Stored dataset items:
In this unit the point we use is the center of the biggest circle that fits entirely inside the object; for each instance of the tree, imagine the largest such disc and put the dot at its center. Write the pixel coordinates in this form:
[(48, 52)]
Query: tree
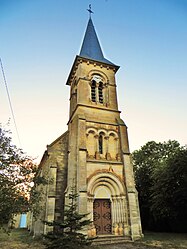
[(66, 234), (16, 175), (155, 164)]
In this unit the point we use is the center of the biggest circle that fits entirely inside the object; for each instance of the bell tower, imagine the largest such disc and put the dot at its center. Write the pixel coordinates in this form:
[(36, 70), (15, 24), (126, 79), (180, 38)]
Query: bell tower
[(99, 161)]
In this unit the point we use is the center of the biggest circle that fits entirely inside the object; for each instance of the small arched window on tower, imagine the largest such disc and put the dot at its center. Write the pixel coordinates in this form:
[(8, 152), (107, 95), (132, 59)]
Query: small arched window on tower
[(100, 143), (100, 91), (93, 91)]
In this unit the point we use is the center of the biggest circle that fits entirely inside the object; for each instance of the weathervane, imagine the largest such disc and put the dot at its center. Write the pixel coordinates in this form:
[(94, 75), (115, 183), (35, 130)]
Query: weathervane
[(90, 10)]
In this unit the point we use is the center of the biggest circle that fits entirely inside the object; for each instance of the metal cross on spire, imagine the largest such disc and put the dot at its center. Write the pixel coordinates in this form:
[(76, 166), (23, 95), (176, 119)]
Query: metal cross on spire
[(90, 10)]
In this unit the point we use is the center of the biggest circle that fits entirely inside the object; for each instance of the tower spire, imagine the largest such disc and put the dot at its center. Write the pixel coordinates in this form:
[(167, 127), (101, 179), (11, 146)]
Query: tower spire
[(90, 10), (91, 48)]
---
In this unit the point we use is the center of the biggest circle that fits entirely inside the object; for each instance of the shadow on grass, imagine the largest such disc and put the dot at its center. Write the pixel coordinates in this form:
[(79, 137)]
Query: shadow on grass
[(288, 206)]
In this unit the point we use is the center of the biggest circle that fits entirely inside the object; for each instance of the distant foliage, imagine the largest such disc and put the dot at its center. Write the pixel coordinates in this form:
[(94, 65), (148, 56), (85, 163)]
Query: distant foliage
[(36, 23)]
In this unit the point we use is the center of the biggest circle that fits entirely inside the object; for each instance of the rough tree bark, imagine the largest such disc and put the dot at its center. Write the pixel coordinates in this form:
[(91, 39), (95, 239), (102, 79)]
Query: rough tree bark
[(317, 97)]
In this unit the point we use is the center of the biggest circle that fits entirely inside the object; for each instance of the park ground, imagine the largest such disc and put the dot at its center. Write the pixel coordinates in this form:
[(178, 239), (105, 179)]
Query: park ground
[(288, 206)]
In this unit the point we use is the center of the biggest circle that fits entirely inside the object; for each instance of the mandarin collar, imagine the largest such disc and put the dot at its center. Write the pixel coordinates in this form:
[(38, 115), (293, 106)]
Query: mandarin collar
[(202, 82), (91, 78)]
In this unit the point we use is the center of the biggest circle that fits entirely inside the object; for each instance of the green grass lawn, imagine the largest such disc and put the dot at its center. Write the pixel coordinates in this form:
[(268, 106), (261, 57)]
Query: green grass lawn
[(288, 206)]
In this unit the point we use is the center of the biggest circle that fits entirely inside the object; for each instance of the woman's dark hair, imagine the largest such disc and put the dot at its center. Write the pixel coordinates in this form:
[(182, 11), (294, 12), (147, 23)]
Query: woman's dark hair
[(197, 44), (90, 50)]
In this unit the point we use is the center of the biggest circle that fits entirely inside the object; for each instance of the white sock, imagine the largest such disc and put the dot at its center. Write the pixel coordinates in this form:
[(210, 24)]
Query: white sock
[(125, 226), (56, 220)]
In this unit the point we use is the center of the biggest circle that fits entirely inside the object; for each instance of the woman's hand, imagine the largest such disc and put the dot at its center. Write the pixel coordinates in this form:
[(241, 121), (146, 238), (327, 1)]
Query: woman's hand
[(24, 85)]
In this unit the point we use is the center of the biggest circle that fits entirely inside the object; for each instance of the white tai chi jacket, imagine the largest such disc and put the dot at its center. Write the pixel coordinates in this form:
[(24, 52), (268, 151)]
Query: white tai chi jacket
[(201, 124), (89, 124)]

• TRY IT:
Your task for the entries above: copy exactly the span starting with the line with "[(36, 70), (15, 24), (126, 79), (180, 38)]" and going on through the line with "[(94, 75), (115, 183), (35, 130)]", both lines included, and nothing else.

• OUTPUT BELOW:
[(36, 70), (15, 24), (126, 79), (180, 38)]
Query: bell tower
[(99, 161)]
In this unit the point we use is the center of the biggest circle that fits entirely inside the object; for each instance of the small arched window on tower, imagine the largest such disc and put the dot at its center. Write the pixel coordinates in this form:
[(8, 152), (107, 95), (132, 59)]
Query: small arched window on tower
[(100, 143), (100, 91), (93, 91)]
In this unit the point we use is the center of the biggest circle that fits entirely inside the object; for each instance of the weathervane, imagine the largest such disc and put the dot at its center. Write the pixel coordinates in this form:
[(94, 75), (115, 183), (35, 130)]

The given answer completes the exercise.